> **Document segment**:
━━━━━━━━━━
After a pressure massage and a stomach balance, Aisha was sleepinng so deeply and when I woke her up she said she could sleep on until the following morning since she was in a kind of paradisiacaly state. I was so proud, content, satisfied and glad that my tiny shiaztu skills could get such a good result. Not enough I suggested to my friend to also experience a new Tao based energy circulation between our bodies following the teachings of Mantak Chia and Douglas Abrams: once more we had to look at each other with open eyes and hands contact, to have no prejudices,  to have a deep and low breath, to visualize and feel her ying and my yang circulating from our 2 bodies, to forget what else was happening outside our small bright universe and have no prejudices at all. Once more the result was stunning, we did something great and she thanked me for this new experience. It was finally time to head to Malindi town center where there are lot of small nice bars and small discos: Starts and Gatlers, Kienieji, Fermento, Star Dust, Melting Pot, Pata Pata Beach Bar or Club 28. We opted for the first one to watch a difficult, vibrating Champion's Cup defenders of Chelsea. Juventus won with an impressing 3:0 and I thoughts...this was a "perfect day".
━━━━━━━━━━
> **Task 1**:
Translate this sentence from the Malindi travel account into Spanish: "Once more the result was stunning, we did something great and she thanked me for this new experience."
> **Task 2**:
In the Malindi travel account, by what score did Juventus win?
> **Task 3**:
Take the Malindi travel account further, writing on from its final sentence.
━━━━━━━━━━
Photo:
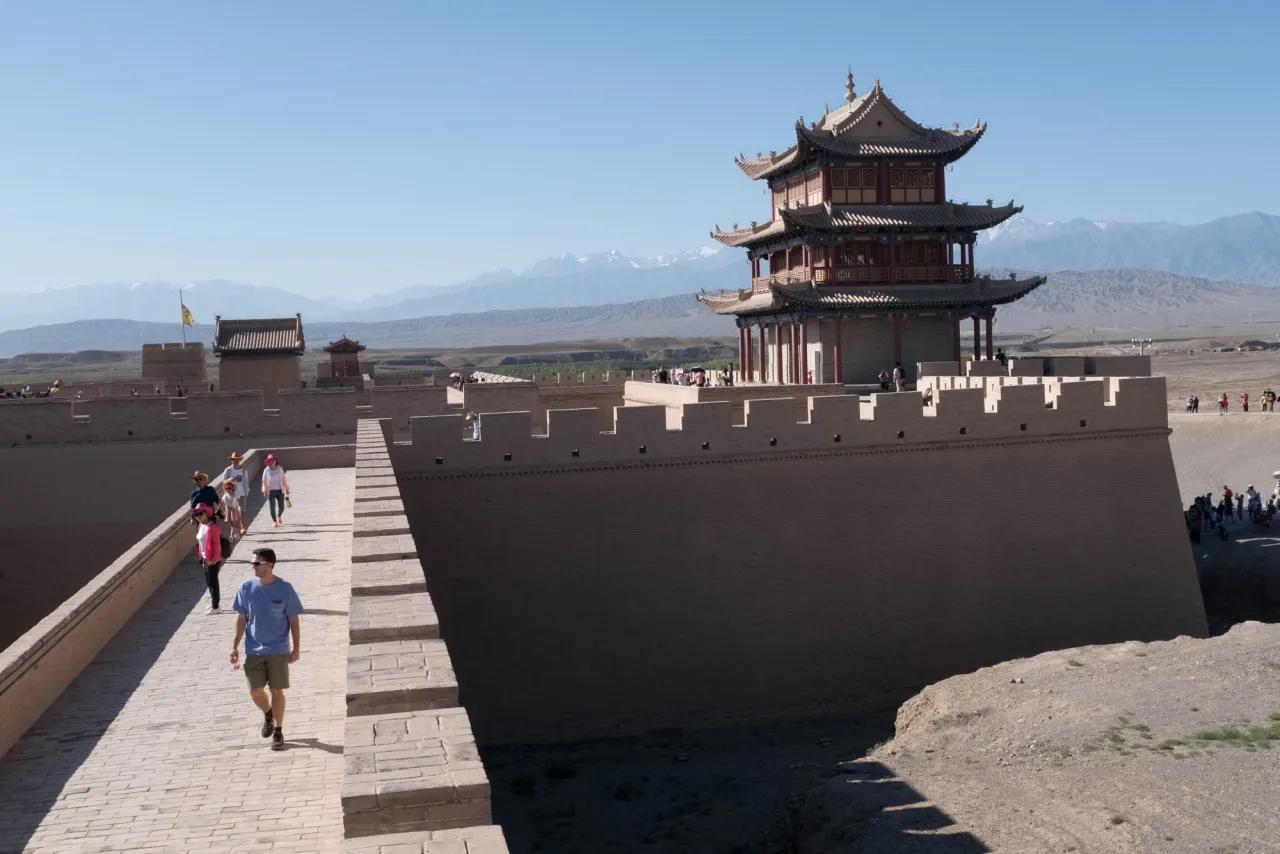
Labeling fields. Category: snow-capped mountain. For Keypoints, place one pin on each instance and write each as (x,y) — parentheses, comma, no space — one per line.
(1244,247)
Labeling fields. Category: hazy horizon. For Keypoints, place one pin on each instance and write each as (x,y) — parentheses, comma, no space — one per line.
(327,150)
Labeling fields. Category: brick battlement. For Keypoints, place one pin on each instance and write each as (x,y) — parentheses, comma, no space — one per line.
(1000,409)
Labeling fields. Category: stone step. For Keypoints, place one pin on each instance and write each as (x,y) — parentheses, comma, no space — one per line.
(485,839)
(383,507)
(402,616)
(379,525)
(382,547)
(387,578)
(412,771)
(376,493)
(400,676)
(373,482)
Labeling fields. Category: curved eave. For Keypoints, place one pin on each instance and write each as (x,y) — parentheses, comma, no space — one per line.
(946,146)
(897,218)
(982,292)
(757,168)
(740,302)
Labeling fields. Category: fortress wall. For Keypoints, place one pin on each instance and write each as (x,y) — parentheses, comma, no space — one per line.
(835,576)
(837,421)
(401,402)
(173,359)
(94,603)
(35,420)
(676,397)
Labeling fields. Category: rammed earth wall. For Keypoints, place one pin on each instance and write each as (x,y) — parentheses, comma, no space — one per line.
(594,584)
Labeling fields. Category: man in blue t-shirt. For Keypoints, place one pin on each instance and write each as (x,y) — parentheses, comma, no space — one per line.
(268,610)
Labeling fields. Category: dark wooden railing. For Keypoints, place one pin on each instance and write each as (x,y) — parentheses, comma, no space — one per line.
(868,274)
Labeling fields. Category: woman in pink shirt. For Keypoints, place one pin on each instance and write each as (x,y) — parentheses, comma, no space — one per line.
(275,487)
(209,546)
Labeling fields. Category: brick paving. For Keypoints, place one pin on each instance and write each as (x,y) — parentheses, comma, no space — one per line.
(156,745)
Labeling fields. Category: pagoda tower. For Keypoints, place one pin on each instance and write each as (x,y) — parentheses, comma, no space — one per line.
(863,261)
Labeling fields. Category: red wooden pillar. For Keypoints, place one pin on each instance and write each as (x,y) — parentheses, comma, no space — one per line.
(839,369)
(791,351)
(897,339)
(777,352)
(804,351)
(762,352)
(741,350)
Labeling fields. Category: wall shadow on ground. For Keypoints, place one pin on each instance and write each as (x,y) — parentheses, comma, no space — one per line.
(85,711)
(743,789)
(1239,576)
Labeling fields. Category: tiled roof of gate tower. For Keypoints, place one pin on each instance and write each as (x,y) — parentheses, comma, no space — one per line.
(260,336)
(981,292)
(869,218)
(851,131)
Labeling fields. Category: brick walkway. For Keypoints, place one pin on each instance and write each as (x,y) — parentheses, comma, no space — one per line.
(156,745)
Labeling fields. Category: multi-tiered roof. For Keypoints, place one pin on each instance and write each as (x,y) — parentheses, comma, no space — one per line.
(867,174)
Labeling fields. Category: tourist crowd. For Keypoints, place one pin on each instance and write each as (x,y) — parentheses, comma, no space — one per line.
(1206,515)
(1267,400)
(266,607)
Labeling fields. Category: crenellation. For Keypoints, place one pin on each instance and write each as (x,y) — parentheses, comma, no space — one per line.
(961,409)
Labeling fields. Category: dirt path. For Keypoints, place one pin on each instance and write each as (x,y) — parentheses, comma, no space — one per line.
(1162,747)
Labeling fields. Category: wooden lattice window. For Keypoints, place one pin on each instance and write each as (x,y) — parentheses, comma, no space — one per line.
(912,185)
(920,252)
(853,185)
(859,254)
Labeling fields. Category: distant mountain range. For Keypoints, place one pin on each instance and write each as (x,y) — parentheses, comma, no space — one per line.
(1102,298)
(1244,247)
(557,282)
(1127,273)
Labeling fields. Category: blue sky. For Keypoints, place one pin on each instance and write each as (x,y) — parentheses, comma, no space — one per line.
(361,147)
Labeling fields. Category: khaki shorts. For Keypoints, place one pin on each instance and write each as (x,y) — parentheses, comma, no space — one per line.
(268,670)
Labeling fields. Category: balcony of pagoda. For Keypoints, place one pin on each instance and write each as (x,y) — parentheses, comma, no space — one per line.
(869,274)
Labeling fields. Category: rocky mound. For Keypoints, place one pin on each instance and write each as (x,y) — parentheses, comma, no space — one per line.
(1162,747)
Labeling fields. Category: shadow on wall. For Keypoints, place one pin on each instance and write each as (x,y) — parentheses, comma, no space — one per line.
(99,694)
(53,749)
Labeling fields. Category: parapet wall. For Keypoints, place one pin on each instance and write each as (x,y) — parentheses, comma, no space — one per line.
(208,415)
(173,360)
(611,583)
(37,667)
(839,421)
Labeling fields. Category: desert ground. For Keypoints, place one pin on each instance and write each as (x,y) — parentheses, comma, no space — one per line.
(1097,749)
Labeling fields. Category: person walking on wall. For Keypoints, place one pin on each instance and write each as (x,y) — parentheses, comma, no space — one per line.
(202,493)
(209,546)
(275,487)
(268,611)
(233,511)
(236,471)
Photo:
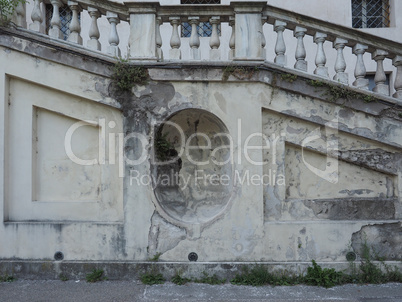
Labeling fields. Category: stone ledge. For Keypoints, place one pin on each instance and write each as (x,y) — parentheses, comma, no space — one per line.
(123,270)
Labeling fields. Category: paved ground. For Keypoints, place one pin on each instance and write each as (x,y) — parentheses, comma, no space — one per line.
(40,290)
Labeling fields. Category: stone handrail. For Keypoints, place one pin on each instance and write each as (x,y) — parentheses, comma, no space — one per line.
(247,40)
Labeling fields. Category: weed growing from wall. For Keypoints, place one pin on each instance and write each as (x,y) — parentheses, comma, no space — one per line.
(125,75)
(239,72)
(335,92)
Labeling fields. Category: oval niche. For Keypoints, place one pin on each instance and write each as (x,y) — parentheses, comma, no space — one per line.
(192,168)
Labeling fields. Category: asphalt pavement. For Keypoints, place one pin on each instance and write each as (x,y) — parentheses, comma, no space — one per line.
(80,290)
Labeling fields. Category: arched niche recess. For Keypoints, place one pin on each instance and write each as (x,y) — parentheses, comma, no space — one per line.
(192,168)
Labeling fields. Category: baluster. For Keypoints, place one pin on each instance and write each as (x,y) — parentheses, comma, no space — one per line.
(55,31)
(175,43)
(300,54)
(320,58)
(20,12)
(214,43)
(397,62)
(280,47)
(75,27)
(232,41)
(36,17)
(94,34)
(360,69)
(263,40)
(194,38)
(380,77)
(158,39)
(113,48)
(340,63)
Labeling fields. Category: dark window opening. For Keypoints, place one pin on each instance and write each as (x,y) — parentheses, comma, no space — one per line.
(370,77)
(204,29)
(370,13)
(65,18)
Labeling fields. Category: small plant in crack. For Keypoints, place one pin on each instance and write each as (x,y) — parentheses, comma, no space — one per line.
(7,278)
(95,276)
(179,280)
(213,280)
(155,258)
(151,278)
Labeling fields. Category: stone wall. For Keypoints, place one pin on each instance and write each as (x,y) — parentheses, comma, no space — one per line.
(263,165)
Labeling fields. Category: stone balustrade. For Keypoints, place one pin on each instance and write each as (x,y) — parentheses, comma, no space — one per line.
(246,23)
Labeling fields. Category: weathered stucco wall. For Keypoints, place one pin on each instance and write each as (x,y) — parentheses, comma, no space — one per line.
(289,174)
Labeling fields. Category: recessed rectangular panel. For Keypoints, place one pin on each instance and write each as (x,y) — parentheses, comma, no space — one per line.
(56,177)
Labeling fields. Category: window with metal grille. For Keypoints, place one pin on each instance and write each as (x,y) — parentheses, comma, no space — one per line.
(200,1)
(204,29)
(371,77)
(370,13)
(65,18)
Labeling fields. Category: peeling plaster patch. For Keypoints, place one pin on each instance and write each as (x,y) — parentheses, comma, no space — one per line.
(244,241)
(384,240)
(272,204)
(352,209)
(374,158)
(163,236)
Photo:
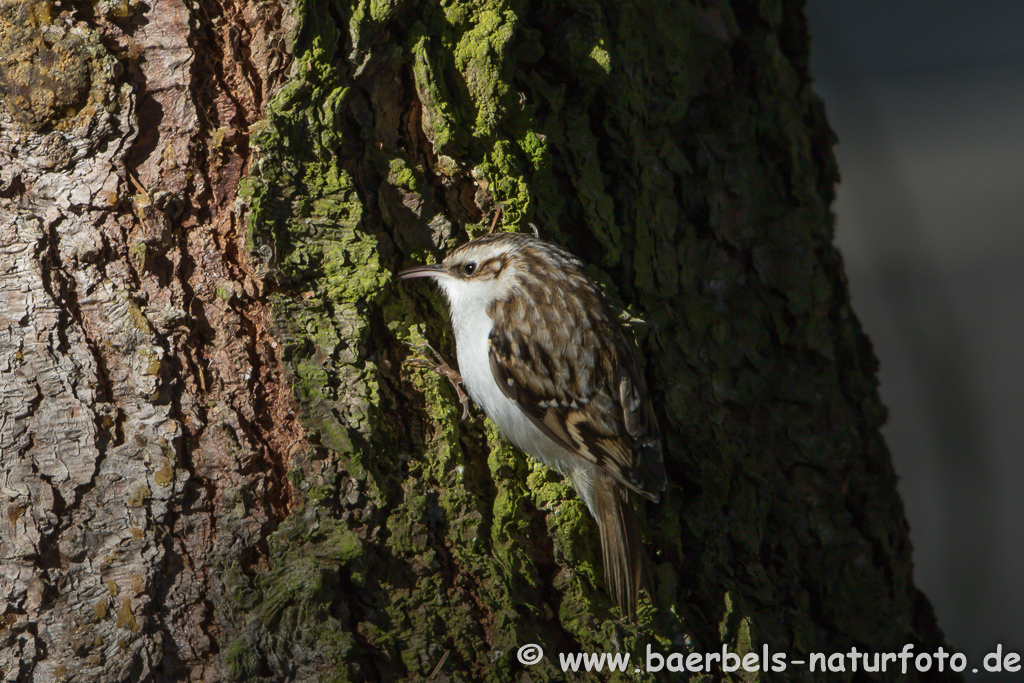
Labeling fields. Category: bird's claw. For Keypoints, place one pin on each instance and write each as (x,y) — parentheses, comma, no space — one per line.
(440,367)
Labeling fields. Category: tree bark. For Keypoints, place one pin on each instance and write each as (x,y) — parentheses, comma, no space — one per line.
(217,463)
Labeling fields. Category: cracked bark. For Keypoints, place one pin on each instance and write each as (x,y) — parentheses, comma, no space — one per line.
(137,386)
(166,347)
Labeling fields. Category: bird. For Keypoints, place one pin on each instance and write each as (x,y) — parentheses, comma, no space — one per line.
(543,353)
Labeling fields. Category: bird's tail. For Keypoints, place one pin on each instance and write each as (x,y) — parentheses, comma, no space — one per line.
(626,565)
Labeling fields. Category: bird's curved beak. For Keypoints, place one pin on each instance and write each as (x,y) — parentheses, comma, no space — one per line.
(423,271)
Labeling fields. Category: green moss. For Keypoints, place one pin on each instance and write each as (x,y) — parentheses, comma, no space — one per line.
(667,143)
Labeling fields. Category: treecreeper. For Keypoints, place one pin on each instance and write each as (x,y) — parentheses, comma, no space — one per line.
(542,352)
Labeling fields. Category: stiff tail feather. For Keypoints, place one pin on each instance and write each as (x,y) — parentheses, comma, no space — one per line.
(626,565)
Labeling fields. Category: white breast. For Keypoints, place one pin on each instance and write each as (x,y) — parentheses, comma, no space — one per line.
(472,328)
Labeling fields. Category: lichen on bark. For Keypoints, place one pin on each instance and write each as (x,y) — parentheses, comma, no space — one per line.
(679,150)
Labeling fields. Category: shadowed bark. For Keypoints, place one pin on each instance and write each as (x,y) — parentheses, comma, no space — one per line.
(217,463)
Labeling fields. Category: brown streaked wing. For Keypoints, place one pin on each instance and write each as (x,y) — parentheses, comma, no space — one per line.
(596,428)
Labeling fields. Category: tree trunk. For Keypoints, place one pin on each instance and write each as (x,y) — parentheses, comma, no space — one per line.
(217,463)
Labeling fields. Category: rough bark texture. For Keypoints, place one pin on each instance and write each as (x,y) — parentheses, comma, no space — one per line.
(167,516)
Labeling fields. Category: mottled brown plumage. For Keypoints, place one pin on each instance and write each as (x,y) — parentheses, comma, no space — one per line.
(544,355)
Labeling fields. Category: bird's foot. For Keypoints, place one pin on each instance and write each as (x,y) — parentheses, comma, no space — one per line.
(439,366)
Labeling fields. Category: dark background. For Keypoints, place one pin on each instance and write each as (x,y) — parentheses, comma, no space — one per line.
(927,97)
━━━━━━━━━━
> **Output 1**:
Una vez más el resultado fue asombroso: hicimos algo genial y ella me agradeció esta nueva experiencia.

> **Output 2**:
Juventus won 3:0.

> **Output 3**:
The following night we went to Melting Pot, also nice bar, with a soft atmosphere and the usual bunch of local beauties looking for a aged "mwazungu" client eager to exchange a night/week of love with some financial help. As far as I understood Kenya has a much stronger and strict sexual habits than for example Senegal or Mali (the many different churches that found fertile sole in this country probably is not by chance) but there are so many young mothers who have not any kind of financial aid by their kids' fathers and sell themselves for little money. I don't blame them at all, in their place I would do exactly the same, saying or thinking something different would be pure hypocrisy.




lunedì 10 dicembre 2012

Welcome to Malindi



Finally after a very long and uncofortable (but still better than my trips in Mali and Senegal) we arrived in the early morning in Malindi. It was still dark but the air was warm, rich of flower scents and welcoming, I was so curious about  Kenian coast and about Malindi where too many Italians decide to spend their holiday or...their life.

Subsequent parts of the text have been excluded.